ОТРЫВОК ТЕКСТА:
○ ○ ○ ○

Люблю тебя, моя единственная любовь. Ответь скорее. Маленького целуй. Пришлю еще паровозик.
Страшно спешу, чтобы послать еще сегодня воздухом.
186. 20 марта 1937 г.
Париж – Берлин
Душенька моя, счастье мое,
вчера послал тебе воздушный ответ и теперь пишу дополнительно. Чем больше я думаю и советуюсь с людьми, тем нелепее кажется твой план. (А вместе с тем мне невыносимо думать, что тут мамин покой en jeu – и что вообще по какому-то высшему – или внутреннему – закону следовало бы – несмотря ни на что – ее повидать, показать ей нашего маленького – это все так мучительно, что просто не могу, – это какое-то нескончаемое утомление души, а прилечь негде —) Обдумай же все, что я писал, все мои доводы. Неужели после всего огромного труда, потраченного на установление живой связи с Лондоном и Парижем, надобно вдруг все это похерить и ехать в чешскую глушь, где (психологически, и географически, и всячески) я буду опять оторван от источников и возможностей существования? Ведь оттуда ни на какой юг Франции мы не выберемся, а моя лондонская поездка в конце апреля усложняется донельзя. Ручаюсь тебе, что в Bormes тебе будет покойно и отдохновенно, да и врачи там есть не хуже. Образумься же, моя душка, – и решись. Because if you go on like that I shall simply take the next train to Berlin – то есть приеду за тобой, что отнюдь не будет ни умно, ни дешево. Мне даже трудно тебе объяснить, как важно, чтобы мы сейчас не теряли контакта с тем берегом, до которого мне удалось доплыть, выражаясь фигурально, но точно, – ибо, действительно, я после твоего письма чувствую себя как пловец, которого отрывает от достигнутой скалы какой-то Нептунов каприз, волна неизвестного происхождения, неожиданный ветер или что-нибудь такое. Я тебя прошу все это учесть, моя любовь. На днях я должен получить письмо от Черной. И первого апреля мы встретимся в Тулоне. Incidentally, I am not particularly interested in the butterflies of that department – Var, ибо уже там собирал и все знаю, – так что весь день буду с моим маленьким, а вечером буду писать. А в мае мы устроимся дешевле. Мне кажется, что на этот раз здравый смысл на моей стороне. (На одну вещь я наверное не соглашусь: чтобы еще на месяц отложить нашу встречу. Я больше не могу without you and the little one.)

○ ○ ○ ○

СПИСОК ЗАПИСЕЙ:
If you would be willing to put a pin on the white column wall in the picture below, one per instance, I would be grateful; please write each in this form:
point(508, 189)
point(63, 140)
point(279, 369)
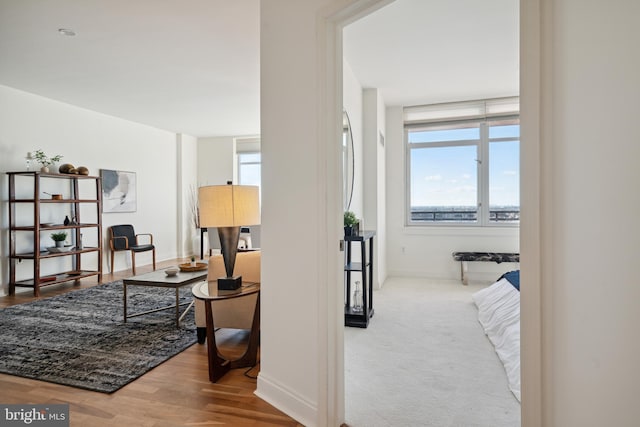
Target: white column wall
point(375, 179)
point(97, 141)
point(216, 160)
point(588, 236)
point(187, 181)
point(352, 101)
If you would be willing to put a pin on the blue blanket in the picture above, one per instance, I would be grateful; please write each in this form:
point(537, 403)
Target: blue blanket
point(513, 277)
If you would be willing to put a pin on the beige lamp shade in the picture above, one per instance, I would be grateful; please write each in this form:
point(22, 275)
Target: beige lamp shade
point(229, 205)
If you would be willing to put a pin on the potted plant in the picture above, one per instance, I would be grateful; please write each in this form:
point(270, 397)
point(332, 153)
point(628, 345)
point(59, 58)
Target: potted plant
point(351, 224)
point(44, 160)
point(59, 237)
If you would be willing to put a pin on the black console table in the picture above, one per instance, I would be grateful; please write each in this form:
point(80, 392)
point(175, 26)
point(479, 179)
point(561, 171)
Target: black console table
point(365, 268)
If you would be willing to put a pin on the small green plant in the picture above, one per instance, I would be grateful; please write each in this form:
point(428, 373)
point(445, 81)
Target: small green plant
point(59, 236)
point(44, 160)
point(350, 219)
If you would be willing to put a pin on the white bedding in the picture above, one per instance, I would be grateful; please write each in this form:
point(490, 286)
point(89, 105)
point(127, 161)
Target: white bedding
point(499, 314)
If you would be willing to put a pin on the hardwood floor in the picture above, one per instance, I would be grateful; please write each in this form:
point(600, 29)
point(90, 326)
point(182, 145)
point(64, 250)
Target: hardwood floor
point(176, 393)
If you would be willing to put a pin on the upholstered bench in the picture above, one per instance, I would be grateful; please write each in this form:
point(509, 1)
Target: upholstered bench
point(497, 257)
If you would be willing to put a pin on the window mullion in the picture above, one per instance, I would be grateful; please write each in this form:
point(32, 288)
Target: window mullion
point(483, 176)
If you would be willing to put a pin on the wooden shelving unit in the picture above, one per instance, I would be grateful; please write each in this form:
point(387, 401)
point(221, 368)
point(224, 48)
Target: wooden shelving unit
point(38, 201)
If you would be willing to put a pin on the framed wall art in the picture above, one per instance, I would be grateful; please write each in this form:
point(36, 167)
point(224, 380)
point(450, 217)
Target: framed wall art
point(118, 191)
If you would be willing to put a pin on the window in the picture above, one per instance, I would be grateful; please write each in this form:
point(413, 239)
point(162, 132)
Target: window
point(463, 164)
point(249, 168)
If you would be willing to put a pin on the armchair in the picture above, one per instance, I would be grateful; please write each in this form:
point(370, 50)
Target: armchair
point(124, 238)
point(234, 313)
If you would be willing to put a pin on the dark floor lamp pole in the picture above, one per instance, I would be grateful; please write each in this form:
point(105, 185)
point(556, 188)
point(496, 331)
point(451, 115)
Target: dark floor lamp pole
point(229, 237)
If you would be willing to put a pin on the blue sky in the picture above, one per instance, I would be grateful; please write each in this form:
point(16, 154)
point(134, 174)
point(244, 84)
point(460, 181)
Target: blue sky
point(448, 176)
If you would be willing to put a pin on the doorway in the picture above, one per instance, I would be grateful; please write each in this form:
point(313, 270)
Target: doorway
point(528, 239)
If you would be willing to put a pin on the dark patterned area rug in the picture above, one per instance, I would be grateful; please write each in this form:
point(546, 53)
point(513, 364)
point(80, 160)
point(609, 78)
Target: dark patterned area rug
point(79, 338)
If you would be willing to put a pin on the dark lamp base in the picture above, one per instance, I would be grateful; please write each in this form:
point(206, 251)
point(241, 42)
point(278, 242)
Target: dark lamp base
point(229, 283)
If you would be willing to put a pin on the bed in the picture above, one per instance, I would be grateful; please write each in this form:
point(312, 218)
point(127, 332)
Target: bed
point(499, 314)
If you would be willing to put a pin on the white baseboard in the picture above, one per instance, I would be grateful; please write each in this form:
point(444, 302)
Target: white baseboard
point(303, 411)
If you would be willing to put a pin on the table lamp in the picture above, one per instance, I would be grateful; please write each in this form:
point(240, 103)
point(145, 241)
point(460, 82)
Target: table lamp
point(228, 207)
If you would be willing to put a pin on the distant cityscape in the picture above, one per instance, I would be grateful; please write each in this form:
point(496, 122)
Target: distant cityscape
point(463, 213)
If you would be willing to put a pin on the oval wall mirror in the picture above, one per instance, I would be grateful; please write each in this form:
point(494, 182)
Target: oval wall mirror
point(348, 161)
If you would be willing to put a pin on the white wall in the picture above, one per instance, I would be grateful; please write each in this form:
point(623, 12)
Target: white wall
point(352, 103)
point(375, 196)
point(300, 349)
point(426, 251)
point(29, 122)
point(216, 163)
point(188, 236)
point(586, 73)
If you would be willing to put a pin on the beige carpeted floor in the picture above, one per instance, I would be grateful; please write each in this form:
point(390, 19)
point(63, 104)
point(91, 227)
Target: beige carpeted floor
point(424, 360)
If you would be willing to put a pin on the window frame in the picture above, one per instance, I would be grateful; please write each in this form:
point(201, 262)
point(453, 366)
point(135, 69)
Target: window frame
point(483, 166)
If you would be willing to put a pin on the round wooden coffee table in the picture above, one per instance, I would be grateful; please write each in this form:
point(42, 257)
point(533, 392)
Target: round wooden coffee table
point(219, 365)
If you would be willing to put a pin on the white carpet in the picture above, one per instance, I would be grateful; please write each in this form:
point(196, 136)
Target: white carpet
point(424, 360)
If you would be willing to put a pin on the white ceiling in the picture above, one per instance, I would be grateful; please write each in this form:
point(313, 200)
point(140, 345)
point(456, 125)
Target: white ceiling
point(193, 66)
point(430, 51)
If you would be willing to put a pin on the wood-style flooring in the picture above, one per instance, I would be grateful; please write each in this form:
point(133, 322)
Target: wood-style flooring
point(176, 393)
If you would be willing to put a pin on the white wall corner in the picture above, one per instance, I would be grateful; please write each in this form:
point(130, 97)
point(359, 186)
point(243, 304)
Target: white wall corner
point(288, 401)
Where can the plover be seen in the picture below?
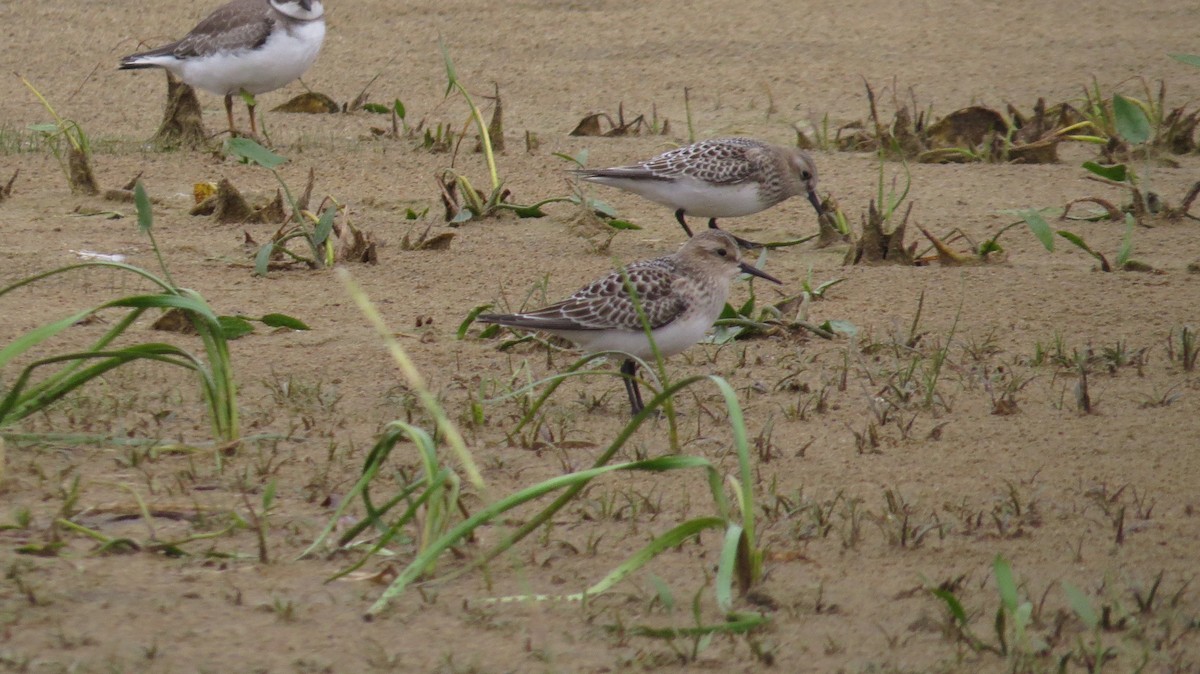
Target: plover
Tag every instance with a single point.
(252, 46)
(681, 295)
(715, 179)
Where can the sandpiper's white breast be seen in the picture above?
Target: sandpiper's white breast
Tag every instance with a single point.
(696, 197)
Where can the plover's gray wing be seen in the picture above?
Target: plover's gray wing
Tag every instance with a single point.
(607, 305)
(232, 28)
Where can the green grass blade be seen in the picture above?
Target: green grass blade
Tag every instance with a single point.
(250, 151)
(1126, 251)
(423, 560)
(1005, 583)
(1189, 59)
(1131, 120)
(1081, 605)
(283, 320)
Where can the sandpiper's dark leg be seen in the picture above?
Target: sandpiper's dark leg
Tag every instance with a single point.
(684, 223)
(742, 242)
(253, 122)
(629, 368)
(233, 131)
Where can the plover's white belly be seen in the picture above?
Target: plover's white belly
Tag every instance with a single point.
(695, 197)
(282, 58)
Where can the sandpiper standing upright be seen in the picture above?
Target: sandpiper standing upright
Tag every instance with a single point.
(252, 46)
(681, 295)
(715, 179)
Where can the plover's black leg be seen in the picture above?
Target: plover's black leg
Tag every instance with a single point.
(629, 368)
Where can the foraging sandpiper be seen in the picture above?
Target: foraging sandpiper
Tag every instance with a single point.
(252, 46)
(681, 296)
(717, 179)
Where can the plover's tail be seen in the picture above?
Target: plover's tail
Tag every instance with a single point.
(153, 59)
(616, 175)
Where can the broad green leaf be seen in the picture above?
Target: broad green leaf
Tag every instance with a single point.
(622, 224)
(263, 258)
(234, 328)
(471, 318)
(725, 567)
(324, 226)
(145, 215)
(1116, 173)
(250, 151)
(283, 320)
(1126, 251)
(1039, 227)
(1080, 605)
(1131, 120)
(1189, 59)
(528, 211)
(1005, 583)
(840, 328)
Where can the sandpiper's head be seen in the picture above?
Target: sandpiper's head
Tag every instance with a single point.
(300, 10)
(804, 170)
(718, 252)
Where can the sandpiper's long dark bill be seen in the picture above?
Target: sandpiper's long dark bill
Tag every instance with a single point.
(717, 179)
(682, 295)
(252, 46)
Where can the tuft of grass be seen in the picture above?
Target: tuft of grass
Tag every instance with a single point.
(28, 396)
(76, 160)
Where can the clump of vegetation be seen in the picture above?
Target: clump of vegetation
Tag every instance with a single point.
(28, 395)
(76, 157)
(328, 241)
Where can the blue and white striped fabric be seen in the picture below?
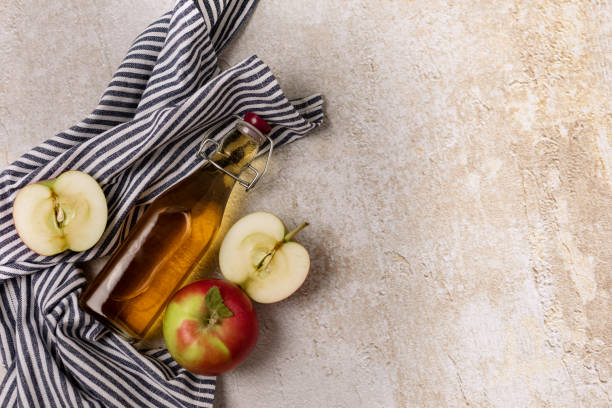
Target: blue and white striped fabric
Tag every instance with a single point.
(141, 138)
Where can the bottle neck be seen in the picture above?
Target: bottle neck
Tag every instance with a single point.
(238, 148)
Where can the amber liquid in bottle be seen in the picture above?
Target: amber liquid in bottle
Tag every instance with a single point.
(162, 251)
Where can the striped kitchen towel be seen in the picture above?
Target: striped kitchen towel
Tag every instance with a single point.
(141, 138)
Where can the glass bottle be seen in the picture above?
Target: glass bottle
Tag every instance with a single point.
(162, 251)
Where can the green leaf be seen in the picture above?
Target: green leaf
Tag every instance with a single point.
(213, 298)
(224, 311)
(214, 303)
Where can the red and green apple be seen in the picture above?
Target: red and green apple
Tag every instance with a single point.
(210, 326)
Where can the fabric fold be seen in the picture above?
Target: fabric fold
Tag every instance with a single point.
(141, 139)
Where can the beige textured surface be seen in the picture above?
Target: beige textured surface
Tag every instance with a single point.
(459, 195)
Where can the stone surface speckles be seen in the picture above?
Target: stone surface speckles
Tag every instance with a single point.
(459, 195)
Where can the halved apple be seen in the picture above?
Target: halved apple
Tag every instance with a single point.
(258, 255)
(68, 212)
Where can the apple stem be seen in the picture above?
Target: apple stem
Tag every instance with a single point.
(279, 244)
(59, 214)
(290, 235)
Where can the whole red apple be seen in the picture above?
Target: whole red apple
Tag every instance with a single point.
(210, 326)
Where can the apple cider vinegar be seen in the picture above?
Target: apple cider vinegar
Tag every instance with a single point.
(162, 252)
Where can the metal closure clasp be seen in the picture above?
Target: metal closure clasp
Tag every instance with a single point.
(244, 183)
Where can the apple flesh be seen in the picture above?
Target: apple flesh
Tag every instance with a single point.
(210, 326)
(68, 212)
(258, 255)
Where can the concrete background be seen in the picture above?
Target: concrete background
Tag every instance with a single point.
(459, 194)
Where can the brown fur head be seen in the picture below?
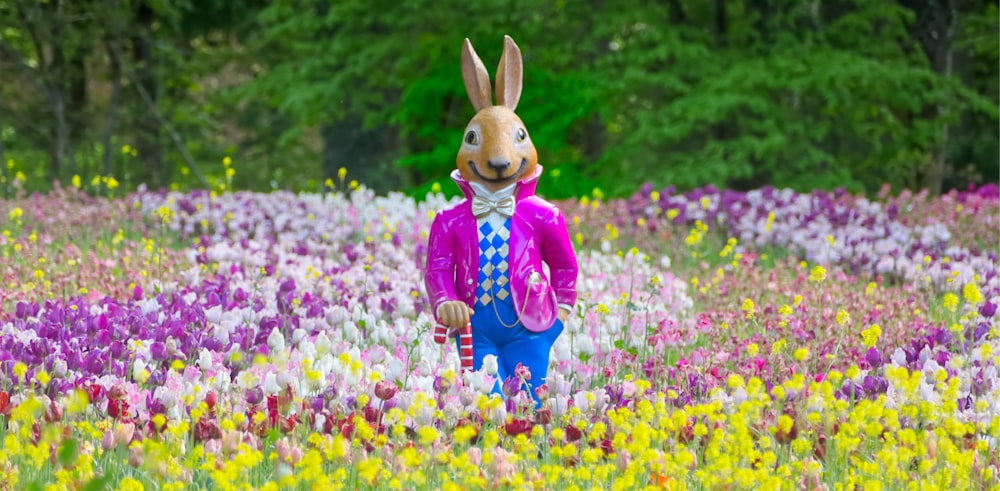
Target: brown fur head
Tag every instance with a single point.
(496, 150)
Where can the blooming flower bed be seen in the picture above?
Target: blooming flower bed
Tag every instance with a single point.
(760, 339)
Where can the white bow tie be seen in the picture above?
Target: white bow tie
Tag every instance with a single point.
(482, 206)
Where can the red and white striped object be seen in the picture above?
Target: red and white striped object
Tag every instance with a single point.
(464, 343)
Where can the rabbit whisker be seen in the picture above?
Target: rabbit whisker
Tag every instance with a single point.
(515, 175)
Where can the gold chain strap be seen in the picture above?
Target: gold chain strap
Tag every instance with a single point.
(532, 279)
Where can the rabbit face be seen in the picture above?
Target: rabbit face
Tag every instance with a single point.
(496, 150)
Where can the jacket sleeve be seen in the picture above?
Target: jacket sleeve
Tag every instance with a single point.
(557, 252)
(439, 272)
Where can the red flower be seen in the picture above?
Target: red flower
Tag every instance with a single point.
(573, 433)
(543, 416)
(117, 408)
(5, 406)
(288, 424)
(516, 427)
(211, 399)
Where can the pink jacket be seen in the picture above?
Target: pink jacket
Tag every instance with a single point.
(538, 233)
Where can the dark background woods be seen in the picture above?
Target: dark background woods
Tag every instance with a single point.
(807, 94)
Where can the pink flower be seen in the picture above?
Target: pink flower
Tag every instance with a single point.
(385, 390)
(522, 372)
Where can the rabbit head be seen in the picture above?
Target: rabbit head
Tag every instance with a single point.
(496, 150)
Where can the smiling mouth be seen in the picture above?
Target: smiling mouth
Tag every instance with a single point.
(524, 163)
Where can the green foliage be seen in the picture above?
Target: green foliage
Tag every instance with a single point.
(736, 93)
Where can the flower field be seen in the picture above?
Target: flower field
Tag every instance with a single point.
(722, 340)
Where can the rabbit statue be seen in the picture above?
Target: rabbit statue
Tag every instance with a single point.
(501, 270)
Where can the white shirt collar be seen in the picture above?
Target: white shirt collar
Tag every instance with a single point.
(497, 195)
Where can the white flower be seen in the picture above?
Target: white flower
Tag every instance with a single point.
(276, 340)
(490, 365)
(205, 359)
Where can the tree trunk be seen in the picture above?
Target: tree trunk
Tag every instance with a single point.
(3, 159)
(114, 56)
(945, 57)
(64, 145)
(147, 140)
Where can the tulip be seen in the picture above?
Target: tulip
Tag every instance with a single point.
(385, 390)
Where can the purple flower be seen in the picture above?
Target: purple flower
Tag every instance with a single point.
(873, 357)
(255, 396)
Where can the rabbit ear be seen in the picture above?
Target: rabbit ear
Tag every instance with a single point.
(509, 75)
(477, 81)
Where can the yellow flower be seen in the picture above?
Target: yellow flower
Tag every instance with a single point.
(778, 346)
(801, 354)
(870, 336)
(950, 301)
(971, 293)
(20, 369)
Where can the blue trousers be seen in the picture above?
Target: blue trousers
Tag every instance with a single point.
(511, 345)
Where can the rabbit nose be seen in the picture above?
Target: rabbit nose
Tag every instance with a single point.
(499, 165)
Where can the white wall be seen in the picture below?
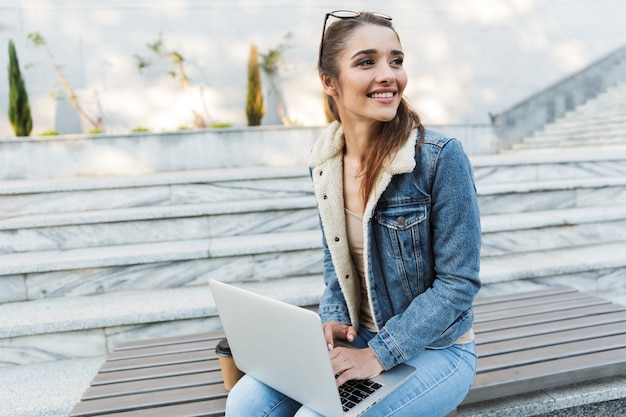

○ ○ ○ ○

ЗАДАНИЯ:
(1) Продублируйте фрагмент письма дословно, начиная со слов «Люблю тебя, моя» и заканчивая словами «марта 1937 г.».
(2) Назовите без повторов все месяцы, которые упоминаются в письме.
Записи никак не связаны с письмом.

ОЖИДАЕМЫЕ ОТВЕТЫ:
(1)
Люблю тебя, моя единственная любовь. Ответь скорее. Маленького целуй. Пришлю еще паровозик.
Страшно спешу, чтобы послать еще сегодня воздухом.
186. 20 марта 1937 г.

(2) март, апрель, май